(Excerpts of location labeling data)
— begin —

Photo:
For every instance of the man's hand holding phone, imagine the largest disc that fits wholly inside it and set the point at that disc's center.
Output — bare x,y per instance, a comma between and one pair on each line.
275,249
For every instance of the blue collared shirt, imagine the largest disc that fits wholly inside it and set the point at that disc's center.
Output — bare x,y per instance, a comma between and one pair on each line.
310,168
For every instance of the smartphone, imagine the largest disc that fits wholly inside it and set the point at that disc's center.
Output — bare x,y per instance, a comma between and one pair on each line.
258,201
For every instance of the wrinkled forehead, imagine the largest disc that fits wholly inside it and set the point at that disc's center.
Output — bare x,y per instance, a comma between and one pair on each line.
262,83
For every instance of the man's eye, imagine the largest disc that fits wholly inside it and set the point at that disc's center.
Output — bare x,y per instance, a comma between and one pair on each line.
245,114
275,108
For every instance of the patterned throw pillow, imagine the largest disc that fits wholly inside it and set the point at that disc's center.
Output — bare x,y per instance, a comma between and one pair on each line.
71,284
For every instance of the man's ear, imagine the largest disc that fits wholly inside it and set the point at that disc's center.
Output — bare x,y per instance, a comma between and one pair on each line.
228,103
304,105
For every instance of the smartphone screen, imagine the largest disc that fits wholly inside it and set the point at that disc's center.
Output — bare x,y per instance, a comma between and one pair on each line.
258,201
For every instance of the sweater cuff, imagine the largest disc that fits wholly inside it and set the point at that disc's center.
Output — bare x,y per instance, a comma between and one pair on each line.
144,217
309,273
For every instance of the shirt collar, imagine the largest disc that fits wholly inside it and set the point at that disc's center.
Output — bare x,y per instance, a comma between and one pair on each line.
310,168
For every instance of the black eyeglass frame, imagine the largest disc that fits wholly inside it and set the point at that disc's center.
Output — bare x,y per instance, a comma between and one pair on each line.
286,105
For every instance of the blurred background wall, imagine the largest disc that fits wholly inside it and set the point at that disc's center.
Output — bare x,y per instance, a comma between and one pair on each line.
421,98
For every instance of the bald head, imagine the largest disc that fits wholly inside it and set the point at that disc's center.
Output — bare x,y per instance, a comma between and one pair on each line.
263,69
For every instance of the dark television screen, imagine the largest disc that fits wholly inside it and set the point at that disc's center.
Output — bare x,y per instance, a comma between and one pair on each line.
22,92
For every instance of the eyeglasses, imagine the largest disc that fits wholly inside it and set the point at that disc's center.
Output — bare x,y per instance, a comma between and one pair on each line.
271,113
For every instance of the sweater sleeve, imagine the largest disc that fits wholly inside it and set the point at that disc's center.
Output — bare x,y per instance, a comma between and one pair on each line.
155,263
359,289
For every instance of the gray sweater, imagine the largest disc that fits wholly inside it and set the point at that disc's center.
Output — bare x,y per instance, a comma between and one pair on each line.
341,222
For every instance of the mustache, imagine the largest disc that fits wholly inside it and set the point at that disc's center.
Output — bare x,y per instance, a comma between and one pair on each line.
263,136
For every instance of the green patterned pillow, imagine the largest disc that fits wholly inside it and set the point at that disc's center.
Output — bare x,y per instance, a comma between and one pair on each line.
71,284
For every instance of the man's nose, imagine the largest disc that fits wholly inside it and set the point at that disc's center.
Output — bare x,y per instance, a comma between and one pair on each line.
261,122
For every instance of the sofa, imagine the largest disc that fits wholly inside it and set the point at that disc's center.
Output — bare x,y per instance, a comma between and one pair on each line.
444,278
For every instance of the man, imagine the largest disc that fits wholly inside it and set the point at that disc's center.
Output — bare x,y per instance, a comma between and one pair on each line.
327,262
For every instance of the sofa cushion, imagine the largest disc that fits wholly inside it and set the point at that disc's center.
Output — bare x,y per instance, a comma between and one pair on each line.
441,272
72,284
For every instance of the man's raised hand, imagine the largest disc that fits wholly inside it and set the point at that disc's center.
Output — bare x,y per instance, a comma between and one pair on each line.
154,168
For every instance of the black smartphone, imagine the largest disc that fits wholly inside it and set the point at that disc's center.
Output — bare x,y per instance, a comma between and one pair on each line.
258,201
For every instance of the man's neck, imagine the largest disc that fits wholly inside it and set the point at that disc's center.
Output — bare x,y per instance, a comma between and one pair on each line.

— end —

What you need to do
Rewrite every row above, switching "imagine" to "envision" wherever it occurs and leaving all other text unchanged.

The completed task
Photo:
For every instance of the man's hand holding phone, envision the largest disc that fits wholly inside it and set the point at that disc's center.
Output — bare x,y per instance, a comma between and one pair on each line.
275,249
For every instance of the blue collared shirt, envision the largest disc that fits wholly inside it and set the point at that disc's center.
Output — bare x,y per instance, a comma between and one pair on each line.
310,168
For every instance of the smartphone, envision the largest disc that fits wholly inside it and set the point at that disc's center.
Output — bare x,y per instance, a comma between and one pair on each line.
258,201
For every instance of the wrinkled forehead, envision the largest disc that fits wholly inside it and set the point at that disc's center.
Output — bare x,y per instance, a comma between and one pair on each line.
262,83
For every instance of the man's eye, envision the largest disc that fits wholly inside it and set the point at that disc's center.
Output — bare x,y per instance, a comma between and one pair on each line.
245,114
275,108
For every instance of the patterned throw pillow, envision the largest disc that fits wholly inside it and set the point at that disc's center.
Output — bare x,y per instance, a comma between and one pair on each line.
71,284
For every instance of the man's ear, envision the largest disc that fits wholly inside it and set the point at that disc's center.
Output — bare x,y per instance, a comma between and one pair on each line.
228,103
304,105
For every instance of the smartphone screen, envision the largest disc that fits wholly inside it and set the point at that disc's center.
Output — bare x,y per instance, a comma between and one pair on each line.
258,201
For every instance of the sweater cuff, envision the largest disc that fits wholly inside it and set the point at that disc's center.
Output — bare x,y per instance, a comma between and one pair on each line.
144,217
309,273
For every instance of the shirt collar, envision the largest disc that fits wholly inside it and set the point at that disc's center.
Output — bare x,y per instance, a comma between and one pair on each line.
310,168
For every instance of the black eyeglass frame, envision the largest disc that fits wholly inside it and set the point at that disc's center.
Output — bare x,y per instance, a comma between and one pair on each line.
286,105
For every instance of the blurred background wall, envision the largest disc that fits wholly inside it and set the point at that disc's center.
Output — bare x,y per instance, a comma between and one pair on each line.
421,98
For every instance of the bald head, envision the largest disc that fits wholly inside it and set the point at that disc's center.
Output — bare x,y per instance, a comma between and one pair on each line.
263,69
For every instance of the dark television screen, envision the largest disc that fits wholly inside it and set the point at that disc's center.
Output — bare x,y per instance, a comma between and one pair on each line.
22,92
For every instance of the eyeglasses, envision the largest disc that fits wholly inside it and set the point at that disc's center.
Output — bare x,y per instance, a comma between and one pair on each line.
271,113
For every instance of the sweater sleeve, envision the largest disc that fits wholly inside it and set the point at that disc's center.
Output — bare x,y per instance, a comma between and one pair on each line.
155,263
359,289
For every instance of the gray sweater, envision the largest disc that fits wholly inside it and set the point at that disc's center.
Output — bare x,y per instance, a comma between and one pair on each line.
341,222
For every instance of the mustache, envision the largest disc that fits wholly inside it and set the point at that disc's center.
Output — bare x,y per instance, a comma between and one pair on each line.
263,136
For every instance of the green patterned pillow, envision the largest disc that fits wholly inside it and set the point at that disc's center.
Output — bare x,y per instance, a comma between and one pair on each line.
71,284
For every instance of the man's nose, envision the largest disc that fits wholly inside it and set the point at that disc's center.
Output — bare x,y per instance, a comma between and one pair on each line.
261,122
For every instance of the sofa, envision the largest disc that fits wholly inside it and set the point at that disc's center.
Output — bare x,y per instance, a comma between and one pair on each line.
444,278
For every instance of the man, envision the largest disc that fits wholly inside it and set the point at that disc's center.
Output — bare x,y per instance, a comma between and one pair on each line.
327,262
For every instance of the sofa cushion, envision the largest disc that fits wholly inside it and set the point at that disc's center.
Output — bare x,y per instance, a comma between and one pair on each line.
441,272
72,284
For every instance of the man's raised hand, envision the largest disc that fits wholly inside it and set the point at that disc's center.
Output — bare x,y per instance, a comma between and one pair on each line.
154,168
For every instance of the black smartphone, envision the largest disc that fits wholly inside it and set the point at that disc's center.
Output — bare x,y per instance, a comma between and one pair on each line.
258,201
For every instance of the man's neck, envision the largest disc that fits wholly inside it and set the point at that disc's center.
Output — bare x,y per instance, a comma between and one pair on each line.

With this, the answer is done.